**GIVEN EXERCISE 1:**
In the records, rewrite every line between the line containing "Task: indicate the stone pilaster" and the line containing "[(716, 20), (248, 216), (632, 203), (165, 19)]", inclusive, and raise each coordinate in the answers by 42. Leave the requests and their sample coordinates unchanged.

**SOURCE:**
Conceptual Framework
A Conceptual Framework is a guide for how a teacher education program is planned and organized. A coherent conceptual framework is a program’s platform, summarizing its philosophical views of the roles of teaching and learning, and its essential understandings of how students become teachers.
A conceptual framework gives an educational program its own distinct emphasis, a vision of the kind of program it wants to be and the characteristics of the teachers it hopes to develop. It simply describes for everyone what the program is all about.
The conceptual framework of the School of Education is Building and Bridging A Community of Learners. The organizing theme of learning communities focuses the attention of faculty and students on the essential nature of teaching and learning:
- How does community shape learning and achievement?
- What are the roles of successful learners and teachers?
- What social interactions are necessary for both learning and community?
- How is the definition of a learning community changing in an increasingly technological age?
- What is the relationship between the concept of learning community and the democratic ideal of American education?

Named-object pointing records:
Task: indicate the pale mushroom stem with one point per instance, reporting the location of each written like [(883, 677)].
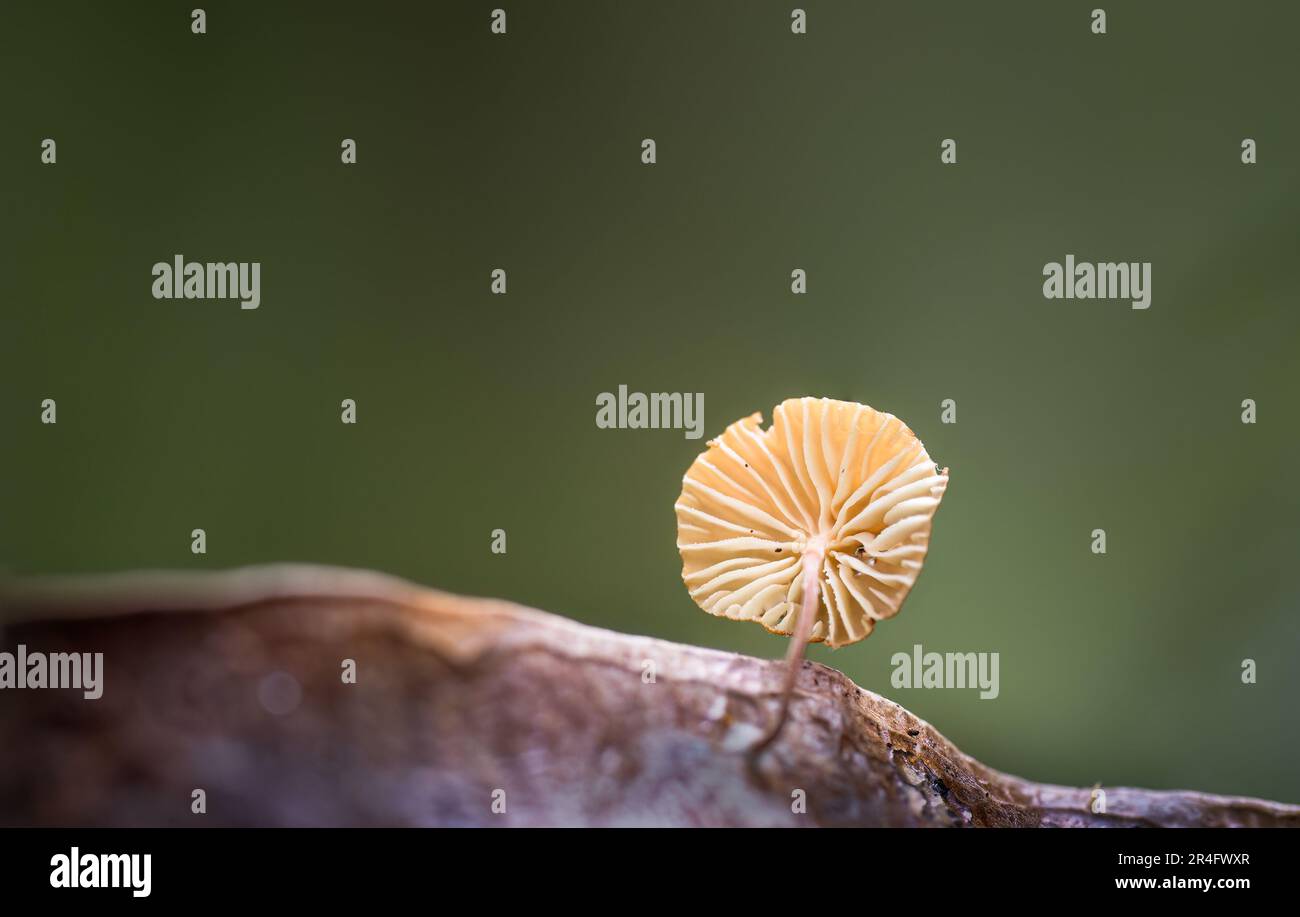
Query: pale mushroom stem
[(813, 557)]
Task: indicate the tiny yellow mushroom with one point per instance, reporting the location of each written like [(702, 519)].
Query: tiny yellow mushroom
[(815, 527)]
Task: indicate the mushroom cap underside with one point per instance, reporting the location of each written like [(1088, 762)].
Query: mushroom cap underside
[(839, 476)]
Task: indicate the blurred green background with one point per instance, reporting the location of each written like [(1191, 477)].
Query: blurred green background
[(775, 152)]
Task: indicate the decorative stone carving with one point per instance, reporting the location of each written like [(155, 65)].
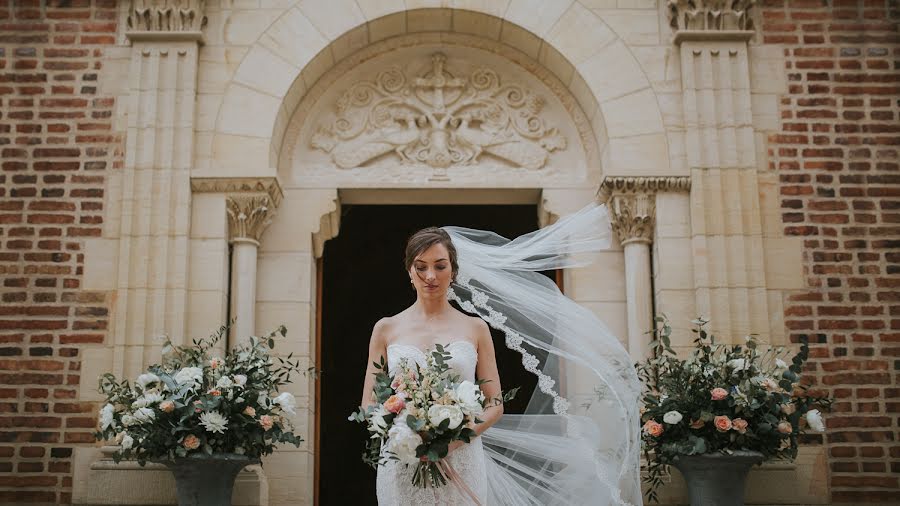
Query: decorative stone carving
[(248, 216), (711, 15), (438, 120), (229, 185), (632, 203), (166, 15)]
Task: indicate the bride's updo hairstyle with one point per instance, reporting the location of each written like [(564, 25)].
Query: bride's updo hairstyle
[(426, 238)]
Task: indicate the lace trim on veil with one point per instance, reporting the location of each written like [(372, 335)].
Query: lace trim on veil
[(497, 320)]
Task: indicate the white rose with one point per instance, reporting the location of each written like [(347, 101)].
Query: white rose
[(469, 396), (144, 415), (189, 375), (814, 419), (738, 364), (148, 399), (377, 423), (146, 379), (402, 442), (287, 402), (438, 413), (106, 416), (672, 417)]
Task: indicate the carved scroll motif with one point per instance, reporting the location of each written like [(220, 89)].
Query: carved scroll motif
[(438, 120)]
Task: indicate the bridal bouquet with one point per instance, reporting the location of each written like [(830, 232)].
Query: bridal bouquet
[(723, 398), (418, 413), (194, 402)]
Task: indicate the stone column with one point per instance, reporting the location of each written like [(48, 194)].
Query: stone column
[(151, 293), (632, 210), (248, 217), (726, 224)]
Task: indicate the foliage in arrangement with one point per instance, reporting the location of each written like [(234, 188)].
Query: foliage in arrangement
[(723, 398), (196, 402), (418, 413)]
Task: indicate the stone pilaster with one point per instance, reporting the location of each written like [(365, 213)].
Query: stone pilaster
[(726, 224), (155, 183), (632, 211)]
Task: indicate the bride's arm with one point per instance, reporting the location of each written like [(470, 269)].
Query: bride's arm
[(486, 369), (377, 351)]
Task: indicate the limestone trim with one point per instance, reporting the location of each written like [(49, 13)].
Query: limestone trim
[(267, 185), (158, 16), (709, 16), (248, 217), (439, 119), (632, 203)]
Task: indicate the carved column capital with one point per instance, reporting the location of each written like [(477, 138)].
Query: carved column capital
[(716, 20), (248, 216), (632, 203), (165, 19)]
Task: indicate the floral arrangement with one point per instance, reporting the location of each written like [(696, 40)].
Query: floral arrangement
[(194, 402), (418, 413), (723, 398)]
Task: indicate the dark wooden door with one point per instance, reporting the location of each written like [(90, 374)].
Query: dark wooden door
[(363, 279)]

**GIVEN EXERCISE 2:**
Write out the passage of the conceptual framework text between "The conceptual framework" and "of American education?", inclusive, word for word.

**EXERCISE SOLUTION 1:**
Task: indicate the stone pilaster with one point per instance, reporting the location of each written like [(365, 213)].
Query: stone pilaster
[(768, 266), (197, 225), (674, 253)]
Task: indicate the bride's arm with one point per instance, reporting the location of each written like [(470, 269)].
Query: bride's arm
[(528, 411), (419, 393)]
Task: indicate the limestone trim with one point per instance, reporting the location of each written like [(49, 13)].
Query: limestone trim
[(309, 227), (200, 58), (751, 58), (290, 259), (481, 161), (674, 245)]
Task: indicate the carved column capital with one point per instance, reporting the location of each written like [(477, 138)].
Query: carved column capital
[(758, 62), (290, 258), (674, 245), (207, 61)]

**EXERCISE SOLUTION 2:**
The conceptual framework of the School of Education is Building and Bridging A Community of Learners. The organizing theme of learning communities focuses the attention of faculty and students on the essential nature of teaching and learning:
- How does community shape learning and achievement?
- What are the roles of successful learners and teachers?
- What social interactions are necessary for both learning and community?
- How is the definition of a learning community changing in an increasingly technological age?
- What is the relationship between the concept of learning community and the democratic ideal of American education?